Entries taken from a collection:

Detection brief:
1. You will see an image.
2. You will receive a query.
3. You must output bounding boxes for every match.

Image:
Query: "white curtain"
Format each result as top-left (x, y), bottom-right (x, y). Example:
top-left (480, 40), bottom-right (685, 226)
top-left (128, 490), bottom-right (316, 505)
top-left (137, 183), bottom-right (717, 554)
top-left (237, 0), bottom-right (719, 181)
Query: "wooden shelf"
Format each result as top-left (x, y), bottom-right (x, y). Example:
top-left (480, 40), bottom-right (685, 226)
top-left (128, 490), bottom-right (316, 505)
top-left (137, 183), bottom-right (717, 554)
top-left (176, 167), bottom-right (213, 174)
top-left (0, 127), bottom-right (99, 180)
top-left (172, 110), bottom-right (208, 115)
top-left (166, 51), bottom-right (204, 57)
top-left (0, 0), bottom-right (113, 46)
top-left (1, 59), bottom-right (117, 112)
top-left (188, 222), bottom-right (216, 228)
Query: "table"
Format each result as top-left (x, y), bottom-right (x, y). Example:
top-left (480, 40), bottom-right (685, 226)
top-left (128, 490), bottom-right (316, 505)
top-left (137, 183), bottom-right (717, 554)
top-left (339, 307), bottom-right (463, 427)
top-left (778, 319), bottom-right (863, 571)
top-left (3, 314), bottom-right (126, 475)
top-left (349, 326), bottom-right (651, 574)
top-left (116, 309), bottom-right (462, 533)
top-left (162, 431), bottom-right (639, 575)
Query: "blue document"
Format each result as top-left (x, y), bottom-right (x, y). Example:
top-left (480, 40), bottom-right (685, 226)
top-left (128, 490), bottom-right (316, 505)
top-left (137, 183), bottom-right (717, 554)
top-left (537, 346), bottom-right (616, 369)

---

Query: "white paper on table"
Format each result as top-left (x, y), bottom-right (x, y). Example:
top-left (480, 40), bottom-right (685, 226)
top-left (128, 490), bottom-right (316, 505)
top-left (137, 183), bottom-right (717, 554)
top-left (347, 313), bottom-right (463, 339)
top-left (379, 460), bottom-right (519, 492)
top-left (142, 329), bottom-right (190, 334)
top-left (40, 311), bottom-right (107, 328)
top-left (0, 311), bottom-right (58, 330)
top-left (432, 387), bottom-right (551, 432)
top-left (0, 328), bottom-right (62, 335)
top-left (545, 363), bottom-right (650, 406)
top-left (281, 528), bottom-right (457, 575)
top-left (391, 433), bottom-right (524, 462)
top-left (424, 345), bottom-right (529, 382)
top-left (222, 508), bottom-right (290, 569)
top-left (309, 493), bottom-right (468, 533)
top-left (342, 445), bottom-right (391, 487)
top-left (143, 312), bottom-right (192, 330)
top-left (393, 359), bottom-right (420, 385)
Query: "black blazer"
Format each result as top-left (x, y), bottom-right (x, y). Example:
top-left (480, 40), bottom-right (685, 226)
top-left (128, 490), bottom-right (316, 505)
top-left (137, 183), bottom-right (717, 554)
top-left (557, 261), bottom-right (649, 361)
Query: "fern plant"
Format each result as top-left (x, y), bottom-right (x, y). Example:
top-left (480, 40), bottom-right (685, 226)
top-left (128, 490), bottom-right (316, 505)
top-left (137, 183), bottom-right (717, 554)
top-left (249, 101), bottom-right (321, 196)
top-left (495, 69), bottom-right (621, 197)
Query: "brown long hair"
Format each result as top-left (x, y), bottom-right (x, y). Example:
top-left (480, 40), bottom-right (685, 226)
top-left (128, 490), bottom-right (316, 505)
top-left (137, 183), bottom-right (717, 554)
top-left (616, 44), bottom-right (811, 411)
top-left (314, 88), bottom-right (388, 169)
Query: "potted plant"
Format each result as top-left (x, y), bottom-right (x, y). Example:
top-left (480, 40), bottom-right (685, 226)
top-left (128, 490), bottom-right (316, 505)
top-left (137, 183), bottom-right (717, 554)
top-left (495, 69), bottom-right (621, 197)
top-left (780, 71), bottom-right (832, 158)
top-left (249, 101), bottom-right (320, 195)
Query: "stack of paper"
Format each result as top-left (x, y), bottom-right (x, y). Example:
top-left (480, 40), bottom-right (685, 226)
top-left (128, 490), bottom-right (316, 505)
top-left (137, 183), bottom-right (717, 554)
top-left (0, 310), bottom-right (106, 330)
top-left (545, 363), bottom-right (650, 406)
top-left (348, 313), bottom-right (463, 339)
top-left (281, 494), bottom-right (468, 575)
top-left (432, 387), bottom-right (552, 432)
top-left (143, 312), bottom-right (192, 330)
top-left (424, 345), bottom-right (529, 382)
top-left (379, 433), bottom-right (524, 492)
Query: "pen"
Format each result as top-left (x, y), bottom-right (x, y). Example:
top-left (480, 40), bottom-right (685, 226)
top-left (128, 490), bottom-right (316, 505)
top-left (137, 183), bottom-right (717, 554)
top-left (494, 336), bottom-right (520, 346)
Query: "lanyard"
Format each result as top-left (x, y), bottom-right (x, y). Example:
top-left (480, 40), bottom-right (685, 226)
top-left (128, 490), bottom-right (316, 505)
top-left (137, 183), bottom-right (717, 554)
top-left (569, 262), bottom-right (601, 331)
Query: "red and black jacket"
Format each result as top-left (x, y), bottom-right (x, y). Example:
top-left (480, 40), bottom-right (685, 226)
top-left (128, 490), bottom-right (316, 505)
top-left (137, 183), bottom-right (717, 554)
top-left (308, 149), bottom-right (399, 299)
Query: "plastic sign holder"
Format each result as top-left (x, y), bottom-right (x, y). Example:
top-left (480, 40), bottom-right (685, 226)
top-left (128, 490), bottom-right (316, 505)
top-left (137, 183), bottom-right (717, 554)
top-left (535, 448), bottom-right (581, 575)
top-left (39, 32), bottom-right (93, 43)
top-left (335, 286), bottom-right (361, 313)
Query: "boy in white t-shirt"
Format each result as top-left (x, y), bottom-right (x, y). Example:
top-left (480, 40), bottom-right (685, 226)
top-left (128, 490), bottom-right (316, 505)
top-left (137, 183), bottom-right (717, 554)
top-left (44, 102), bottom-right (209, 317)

==

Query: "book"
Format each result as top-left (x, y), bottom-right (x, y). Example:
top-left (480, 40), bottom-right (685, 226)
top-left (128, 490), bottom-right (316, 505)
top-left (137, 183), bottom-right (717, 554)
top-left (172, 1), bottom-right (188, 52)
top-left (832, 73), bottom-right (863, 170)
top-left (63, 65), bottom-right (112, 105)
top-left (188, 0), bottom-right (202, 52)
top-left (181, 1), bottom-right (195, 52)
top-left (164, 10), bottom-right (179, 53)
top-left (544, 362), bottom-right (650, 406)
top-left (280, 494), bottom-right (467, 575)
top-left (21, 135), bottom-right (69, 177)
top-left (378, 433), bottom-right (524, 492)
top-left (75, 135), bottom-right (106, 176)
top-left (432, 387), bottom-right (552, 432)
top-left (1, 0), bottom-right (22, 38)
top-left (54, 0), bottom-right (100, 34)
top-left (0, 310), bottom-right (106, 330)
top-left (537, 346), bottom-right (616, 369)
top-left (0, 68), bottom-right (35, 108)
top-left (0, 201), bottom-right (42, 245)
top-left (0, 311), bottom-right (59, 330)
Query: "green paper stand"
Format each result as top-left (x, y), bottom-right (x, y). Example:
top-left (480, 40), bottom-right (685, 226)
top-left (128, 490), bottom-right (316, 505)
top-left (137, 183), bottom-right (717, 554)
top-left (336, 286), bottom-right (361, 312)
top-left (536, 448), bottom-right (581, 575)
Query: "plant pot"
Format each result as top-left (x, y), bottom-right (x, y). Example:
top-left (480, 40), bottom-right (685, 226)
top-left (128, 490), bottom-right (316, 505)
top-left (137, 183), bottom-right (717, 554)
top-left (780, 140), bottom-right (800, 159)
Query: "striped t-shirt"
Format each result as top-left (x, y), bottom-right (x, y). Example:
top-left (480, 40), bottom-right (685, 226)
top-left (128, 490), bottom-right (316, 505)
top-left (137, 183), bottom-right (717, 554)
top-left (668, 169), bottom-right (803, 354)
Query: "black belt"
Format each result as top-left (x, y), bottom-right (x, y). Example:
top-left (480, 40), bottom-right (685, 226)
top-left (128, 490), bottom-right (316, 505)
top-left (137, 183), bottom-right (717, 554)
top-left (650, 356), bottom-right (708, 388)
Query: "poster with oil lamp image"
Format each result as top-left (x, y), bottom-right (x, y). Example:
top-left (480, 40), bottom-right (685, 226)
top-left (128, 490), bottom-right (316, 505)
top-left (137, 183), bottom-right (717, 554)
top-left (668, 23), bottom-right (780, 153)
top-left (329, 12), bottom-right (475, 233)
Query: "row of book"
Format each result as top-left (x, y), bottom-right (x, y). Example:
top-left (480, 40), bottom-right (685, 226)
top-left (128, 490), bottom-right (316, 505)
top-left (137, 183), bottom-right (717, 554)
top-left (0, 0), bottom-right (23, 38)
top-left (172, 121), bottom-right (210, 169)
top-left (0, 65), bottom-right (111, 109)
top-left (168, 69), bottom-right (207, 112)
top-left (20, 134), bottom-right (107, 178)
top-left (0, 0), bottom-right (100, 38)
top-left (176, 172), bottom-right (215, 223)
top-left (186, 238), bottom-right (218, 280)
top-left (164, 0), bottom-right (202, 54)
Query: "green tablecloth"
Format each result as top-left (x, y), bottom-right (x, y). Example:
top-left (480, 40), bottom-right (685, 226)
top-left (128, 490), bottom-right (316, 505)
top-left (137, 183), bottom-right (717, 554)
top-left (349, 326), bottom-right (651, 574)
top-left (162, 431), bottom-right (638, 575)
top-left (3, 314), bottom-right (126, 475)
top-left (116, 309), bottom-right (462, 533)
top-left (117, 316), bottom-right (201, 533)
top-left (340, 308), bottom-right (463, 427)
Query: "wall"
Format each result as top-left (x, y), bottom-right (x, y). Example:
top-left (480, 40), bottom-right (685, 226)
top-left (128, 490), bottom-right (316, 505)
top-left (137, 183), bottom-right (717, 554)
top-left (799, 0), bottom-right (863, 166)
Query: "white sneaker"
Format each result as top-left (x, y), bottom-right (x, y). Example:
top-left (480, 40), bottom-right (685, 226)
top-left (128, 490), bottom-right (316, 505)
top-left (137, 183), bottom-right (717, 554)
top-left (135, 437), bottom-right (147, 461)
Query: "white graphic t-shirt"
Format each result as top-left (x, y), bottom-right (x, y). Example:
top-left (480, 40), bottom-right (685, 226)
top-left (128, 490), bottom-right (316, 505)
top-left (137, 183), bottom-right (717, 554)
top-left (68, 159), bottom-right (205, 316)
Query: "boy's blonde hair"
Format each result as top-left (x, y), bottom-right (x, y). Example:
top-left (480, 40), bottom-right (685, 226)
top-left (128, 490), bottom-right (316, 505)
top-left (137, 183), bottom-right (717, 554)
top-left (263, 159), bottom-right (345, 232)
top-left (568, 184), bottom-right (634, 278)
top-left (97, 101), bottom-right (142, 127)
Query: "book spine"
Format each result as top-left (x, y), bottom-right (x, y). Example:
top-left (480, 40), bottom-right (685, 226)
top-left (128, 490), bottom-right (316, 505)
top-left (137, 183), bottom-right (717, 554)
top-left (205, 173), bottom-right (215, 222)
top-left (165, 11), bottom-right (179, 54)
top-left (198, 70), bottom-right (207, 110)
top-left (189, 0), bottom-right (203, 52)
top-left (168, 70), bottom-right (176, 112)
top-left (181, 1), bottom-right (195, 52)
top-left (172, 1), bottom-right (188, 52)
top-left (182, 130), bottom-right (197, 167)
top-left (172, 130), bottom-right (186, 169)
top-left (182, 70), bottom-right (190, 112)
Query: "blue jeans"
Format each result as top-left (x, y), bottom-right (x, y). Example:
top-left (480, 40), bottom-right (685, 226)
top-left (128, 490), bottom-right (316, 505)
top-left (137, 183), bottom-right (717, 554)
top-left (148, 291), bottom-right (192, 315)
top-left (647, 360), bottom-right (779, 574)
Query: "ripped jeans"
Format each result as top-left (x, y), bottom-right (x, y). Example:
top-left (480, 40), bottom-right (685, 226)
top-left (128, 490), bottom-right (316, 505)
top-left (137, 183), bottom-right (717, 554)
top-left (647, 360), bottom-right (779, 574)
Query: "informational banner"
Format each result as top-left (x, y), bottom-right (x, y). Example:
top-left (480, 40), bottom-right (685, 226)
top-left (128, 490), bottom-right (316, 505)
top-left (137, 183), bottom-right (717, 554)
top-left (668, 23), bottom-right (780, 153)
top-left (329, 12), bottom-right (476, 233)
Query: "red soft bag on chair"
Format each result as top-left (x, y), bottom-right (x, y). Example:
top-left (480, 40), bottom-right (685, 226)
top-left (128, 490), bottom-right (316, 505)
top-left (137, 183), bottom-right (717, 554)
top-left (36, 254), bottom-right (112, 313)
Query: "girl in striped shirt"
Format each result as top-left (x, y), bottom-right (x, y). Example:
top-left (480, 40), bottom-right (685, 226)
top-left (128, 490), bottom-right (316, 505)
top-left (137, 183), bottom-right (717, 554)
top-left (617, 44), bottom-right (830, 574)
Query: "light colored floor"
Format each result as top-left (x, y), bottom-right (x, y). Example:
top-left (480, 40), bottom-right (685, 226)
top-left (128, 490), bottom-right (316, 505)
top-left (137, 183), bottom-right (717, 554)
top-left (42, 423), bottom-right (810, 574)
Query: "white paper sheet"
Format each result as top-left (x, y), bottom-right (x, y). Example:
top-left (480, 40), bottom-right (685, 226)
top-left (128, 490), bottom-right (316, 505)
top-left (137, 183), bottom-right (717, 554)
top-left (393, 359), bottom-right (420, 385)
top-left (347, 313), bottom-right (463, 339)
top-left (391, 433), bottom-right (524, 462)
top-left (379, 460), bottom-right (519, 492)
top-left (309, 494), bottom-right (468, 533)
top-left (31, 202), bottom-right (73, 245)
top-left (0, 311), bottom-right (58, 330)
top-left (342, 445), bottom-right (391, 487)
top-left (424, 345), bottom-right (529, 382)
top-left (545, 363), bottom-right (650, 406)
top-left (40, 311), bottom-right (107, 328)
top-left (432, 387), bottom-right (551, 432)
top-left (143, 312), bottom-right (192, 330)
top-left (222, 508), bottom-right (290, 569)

- [TASK OBJECTIVE]:
Only lines that hold the string "plant" belong in the answer, so copy every one of them from the records.

- [ANSWER]:
Query: "fern plant"
Query: "potted plant"
Query: "plant pot"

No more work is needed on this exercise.